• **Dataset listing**

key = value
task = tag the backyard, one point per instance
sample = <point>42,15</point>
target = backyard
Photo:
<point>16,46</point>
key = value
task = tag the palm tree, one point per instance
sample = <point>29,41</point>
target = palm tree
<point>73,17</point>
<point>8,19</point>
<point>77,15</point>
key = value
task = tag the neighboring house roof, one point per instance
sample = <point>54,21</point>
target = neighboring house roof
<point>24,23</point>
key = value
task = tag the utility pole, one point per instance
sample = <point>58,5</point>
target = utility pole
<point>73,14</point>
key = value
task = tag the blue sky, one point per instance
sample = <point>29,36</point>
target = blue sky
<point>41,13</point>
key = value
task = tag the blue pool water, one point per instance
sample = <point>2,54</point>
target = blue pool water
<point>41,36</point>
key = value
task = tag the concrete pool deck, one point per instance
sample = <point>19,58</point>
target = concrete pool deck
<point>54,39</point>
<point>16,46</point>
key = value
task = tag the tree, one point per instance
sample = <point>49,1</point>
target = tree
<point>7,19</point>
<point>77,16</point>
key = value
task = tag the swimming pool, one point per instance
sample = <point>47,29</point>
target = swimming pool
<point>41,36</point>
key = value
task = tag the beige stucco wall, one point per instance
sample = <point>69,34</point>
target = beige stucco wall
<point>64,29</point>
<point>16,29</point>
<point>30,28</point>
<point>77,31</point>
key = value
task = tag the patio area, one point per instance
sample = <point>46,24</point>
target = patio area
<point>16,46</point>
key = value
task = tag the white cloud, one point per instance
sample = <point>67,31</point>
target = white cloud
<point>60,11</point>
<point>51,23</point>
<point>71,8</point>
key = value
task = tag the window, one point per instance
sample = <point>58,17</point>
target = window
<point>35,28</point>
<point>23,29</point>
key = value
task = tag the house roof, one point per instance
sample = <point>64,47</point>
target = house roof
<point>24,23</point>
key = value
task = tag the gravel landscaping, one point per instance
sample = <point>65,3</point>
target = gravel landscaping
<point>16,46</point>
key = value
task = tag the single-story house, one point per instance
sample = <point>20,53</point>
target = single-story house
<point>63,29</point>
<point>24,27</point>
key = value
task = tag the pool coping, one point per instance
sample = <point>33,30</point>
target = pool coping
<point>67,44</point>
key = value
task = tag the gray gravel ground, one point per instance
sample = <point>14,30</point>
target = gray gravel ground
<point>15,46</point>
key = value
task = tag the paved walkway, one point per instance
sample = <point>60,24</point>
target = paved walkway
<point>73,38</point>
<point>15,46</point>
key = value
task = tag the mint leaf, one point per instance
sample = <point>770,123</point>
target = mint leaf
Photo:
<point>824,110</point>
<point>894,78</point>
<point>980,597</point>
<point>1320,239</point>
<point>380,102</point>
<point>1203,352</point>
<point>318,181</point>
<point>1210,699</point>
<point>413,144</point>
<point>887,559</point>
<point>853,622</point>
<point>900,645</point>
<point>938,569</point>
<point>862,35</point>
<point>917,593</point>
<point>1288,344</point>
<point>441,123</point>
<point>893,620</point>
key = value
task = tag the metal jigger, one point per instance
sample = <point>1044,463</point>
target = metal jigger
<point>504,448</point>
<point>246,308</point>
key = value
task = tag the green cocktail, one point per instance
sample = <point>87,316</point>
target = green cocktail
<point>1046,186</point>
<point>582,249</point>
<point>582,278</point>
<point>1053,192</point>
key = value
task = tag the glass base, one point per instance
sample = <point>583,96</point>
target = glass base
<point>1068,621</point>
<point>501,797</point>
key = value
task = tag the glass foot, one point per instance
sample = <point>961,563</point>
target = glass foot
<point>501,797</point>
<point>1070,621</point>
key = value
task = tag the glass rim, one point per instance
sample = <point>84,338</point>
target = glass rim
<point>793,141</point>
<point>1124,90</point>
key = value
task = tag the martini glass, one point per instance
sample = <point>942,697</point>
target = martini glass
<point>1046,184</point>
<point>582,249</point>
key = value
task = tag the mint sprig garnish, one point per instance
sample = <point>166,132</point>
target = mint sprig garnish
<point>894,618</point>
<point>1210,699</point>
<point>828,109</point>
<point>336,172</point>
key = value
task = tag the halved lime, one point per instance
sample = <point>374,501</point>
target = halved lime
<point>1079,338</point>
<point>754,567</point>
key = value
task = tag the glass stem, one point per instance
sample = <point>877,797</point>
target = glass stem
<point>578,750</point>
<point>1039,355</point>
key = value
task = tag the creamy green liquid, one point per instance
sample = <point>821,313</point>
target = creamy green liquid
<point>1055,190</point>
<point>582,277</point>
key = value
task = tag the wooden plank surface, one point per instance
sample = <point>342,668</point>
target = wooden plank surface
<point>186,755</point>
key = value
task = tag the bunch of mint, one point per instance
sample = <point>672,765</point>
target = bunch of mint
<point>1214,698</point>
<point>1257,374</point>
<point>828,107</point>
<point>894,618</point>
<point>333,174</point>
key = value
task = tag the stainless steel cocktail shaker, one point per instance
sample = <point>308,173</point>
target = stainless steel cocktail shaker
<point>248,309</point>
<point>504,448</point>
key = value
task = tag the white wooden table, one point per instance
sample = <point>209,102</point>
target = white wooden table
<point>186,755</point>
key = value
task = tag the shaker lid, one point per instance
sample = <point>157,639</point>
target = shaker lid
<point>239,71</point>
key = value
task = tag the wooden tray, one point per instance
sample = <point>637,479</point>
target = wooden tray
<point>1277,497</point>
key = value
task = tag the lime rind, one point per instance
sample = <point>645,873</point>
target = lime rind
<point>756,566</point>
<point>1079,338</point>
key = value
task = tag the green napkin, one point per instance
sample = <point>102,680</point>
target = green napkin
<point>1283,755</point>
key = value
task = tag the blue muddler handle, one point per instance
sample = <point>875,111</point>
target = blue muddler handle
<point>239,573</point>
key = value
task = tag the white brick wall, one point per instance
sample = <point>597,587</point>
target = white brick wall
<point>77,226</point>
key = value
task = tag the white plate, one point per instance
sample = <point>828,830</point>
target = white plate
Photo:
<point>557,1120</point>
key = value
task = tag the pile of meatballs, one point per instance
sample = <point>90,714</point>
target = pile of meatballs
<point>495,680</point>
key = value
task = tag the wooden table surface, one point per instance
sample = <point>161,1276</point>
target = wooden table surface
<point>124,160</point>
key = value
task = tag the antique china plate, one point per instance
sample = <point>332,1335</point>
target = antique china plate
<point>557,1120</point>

• **Work required**
Reproduce the whole listing above word for word, keeping every line in its original order.

• **Response to this exercise**
key = value
task = tag the backyard, one point per instance
sample = <point>42,15</point>
target = backyard
Photo:
<point>16,46</point>
key = value
task = tag the palm tree, one point per instance
sample = <point>29,41</point>
target = palm tree
<point>73,17</point>
<point>8,19</point>
<point>77,15</point>
key = value
task = tag the neighboring house roof, one point per instance
sample = <point>54,21</point>
target = neighboring house roof
<point>24,23</point>
key = value
task = tag the utility pole, one point per instance
sample = <point>58,5</point>
target = utility pole
<point>73,14</point>
key = value
task = tag the blue sky, one point per instance
sample = <point>29,36</point>
target = blue sky
<point>41,13</point>
key = value
task = tag the blue pool water, one point per instance
sample = <point>2,54</point>
target = blue pool water
<point>41,36</point>
key = value
task = tag the concrete pool deck, one point per instance
sample = <point>19,58</point>
target = concrete pool deck
<point>54,39</point>
<point>16,46</point>
key = value
task = tag the tree, one point per instance
sample = <point>49,1</point>
target = tree
<point>7,19</point>
<point>77,16</point>
key = value
task = tag the swimming pool, one point per instance
sample = <point>47,29</point>
target = swimming pool
<point>41,36</point>
key = value
task = tag the beige stucco wall, one point per instance
sample = <point>69,34</point>
target = beige stucco wall
<point>64,29</point>
<point>16,29</point>
<point>30,28</point>
<point>77,31</point>
key = value
task = tag the patio area, one point per instance
sample = <point>46,24</point>
target = patio area
<point>16,46</point>
key = value
task = tag the white cloud, one point per instance
sample = <point>67,31</point>
target = white cloud
<point>60,11</point>
<point>51,23</point>
<point>71,8</point>
key = value
task = tag the window, one point per instance
sample = <point>58,17</point>
target = window
<point>35,28</point>
<point>23,29</point>
key = value
task = tag the house roof, one point per instance
sample = <point>64,47</point>
target = house roof
<point>24,23</point>
key = value
task = tag the gravel landscaping, one point per instance
sample = <point>65,3</point>
target = gravel landscaping
<point>16,46</point>
key = value
task = tag the single-story house, one point per instance
sample = <point>20,53</point>
target = single-story house
<point>63,29</point>
<point>24,27</point>
key = value
task = tag the pool coping, one point per instance
sample = <point>33,30</point>
target = pool coping
<point>67,44</point>
key = value
task = tag the gray gravel ground, one point per instance
sample = <point>14,30</point>
target = gray gravel ground
<point>15,46</point>
key = value
task = tag the paved walkway, one point per instance
sample = <point>60,24</point>
target = paved walkway
<point>73,38</point>
<point>15,46</point>
key = value
task = tag the mint leaf, one point per instance
sample = <point>770,123</point>
target = mint leaf
Photo:
<point>824,110</point>
<point>894,78</point>
<point>980,597</point>
<point>1320,239</point>
<point>380,102</point>
<point>1203,352</point>
<point>318,181</point>
<point>1210,699</point>
<point>413,144</point>
<point>887,559</point>
<point>853,622</point>
<point>900,645</point>
<point>938,569</point>
<point>862,35</point>
<point>917,593</point>
<point>1288,344</point>
<point>441,123</point>
<point>893,620</point>
key = value
task = tag the metal jigger, one point per instance
sample = <point>1044,463</point>
target = metal jigger
<point>504,448</point>
<point>246,308</point>
key = value
task = tag the green cocktail, one point per instance
sample = <point>87,316</point>
target = green cocktail
<point>1046,186</point>
<point>582,249</point>
<point>582,278</point>
<point>1053,192</point>
key = value
task = tag the glass base, one point per instance
sample = <point>583,96</point>
target = glass base
<point>1068,621</point>
<point>501,797</point>
key = value
task = tag the glass foot, one point per instance
sample = <point>961,563</point>
target = glass foot
<point>501,797</point>
<point>1070,621</point>
key = value
task = tag the glass rim, one point per instance
sample = <point>84,338</point>
target = glass rim
<point>793,141</point>
<point>1124,90</point>
key = value
task = tag the martini glass, one point per instance
sample = <point>942,697</point>
target = martini glass
<point>1046,184</point>
<point>582,249</point>
key = value
task = tag the mint sprig garnish, one point per instance
sample = <point>166,132</point>
target = mint sprig garnish
<point>894,618</point>
<point>1210,699</point>
<point>828,109</point>
<point>336,172</point>
key = value
task = tag the halved lime, one point per instance
sample = <point>374,501</point>
target = halved lime
<point>1079,338</point>
<point>754,567</point>
key = value
task = tag the glass stem, one point per instance
sample = <point>877,797</point>
target = glass stem
<point>578,750</point>
<point>1039,355</point>
key = value
task = tag the creamy green liquid, one point per instance
sample = <point>821,313</point>
target = creamy green liquid
<point>1055,190</point>
<point>582,277</point>
key = value
task = tag the wooden plank surface, one point per instance
sample = <point>342,668</point>
target = wooden plank surface
<point>186,755</point>
key = value
task = tag the bunch of mint, one point per instance
sample = <point>672,765</point>
target = bunch of mint
<point>1214,698</point>
<point>1257,374</point>
<point>828,107</point>
<point>894,618</point>
<point>333,174</point>
key = value
task = tag the stainless steel cocktail shaker, one point per instance
sample = <point>308,173</point>
target = stainless steel cocktail shaker
<point>248,309</point>
<point>504,448</point>
key = value
task = tag the white wooden table, one point per instance
sample = <point>209,102</point>
target = white wooden table
<point>186,755</point>
key = value
task = tag the shaker lid, one point per instance
sample = <point>157,639</point>
target = shaker lid
<point>239,71</point>
key = value
task = tag the wooden tray, one point per instance
sample = <point>637,479</point>
target = wooden tray
<point>1277,497</point>
key = value
task = tag the lime rind, one point per instance
sample = <point>645,873</point>
target = lime rind
<point>756,566</point>
<point>1079,338</point>
key = value
task = tag the green napkin, one point per instance
sample = <point>102,680</point>
target = green napkin
<point>1283,755</point>
key = value
task = tag the blue muddler handle, one point per instance
sample = <point>875,111</point>
target = blue muddler handle
<point>239,573</point>
key = value
task = tag the white brick wall, one point per instance
sample = <point>597,587</point>
target = white brick wall
<point>77,226</point>
key = value
task = tag the white plate, one point per instance
sample = <point>828,830</point>
target = white plate
Photo:
<point>557,1120</point>
key = value
task = tag the pile of meatballs, one point per instance
sample = <point>90,714</point>
target = pile of meatballs
<point>495,680</point>
key = value
task = tag the wooden table surface, one point per instance
sample = <point>161,1276</point>
target = wooden table surface
<point>124,160</point>
key = value
task = tag the antique china plate, one point per instance
sample = <point>332,1335</point>
target = antique china plate
<point>557,1120</point>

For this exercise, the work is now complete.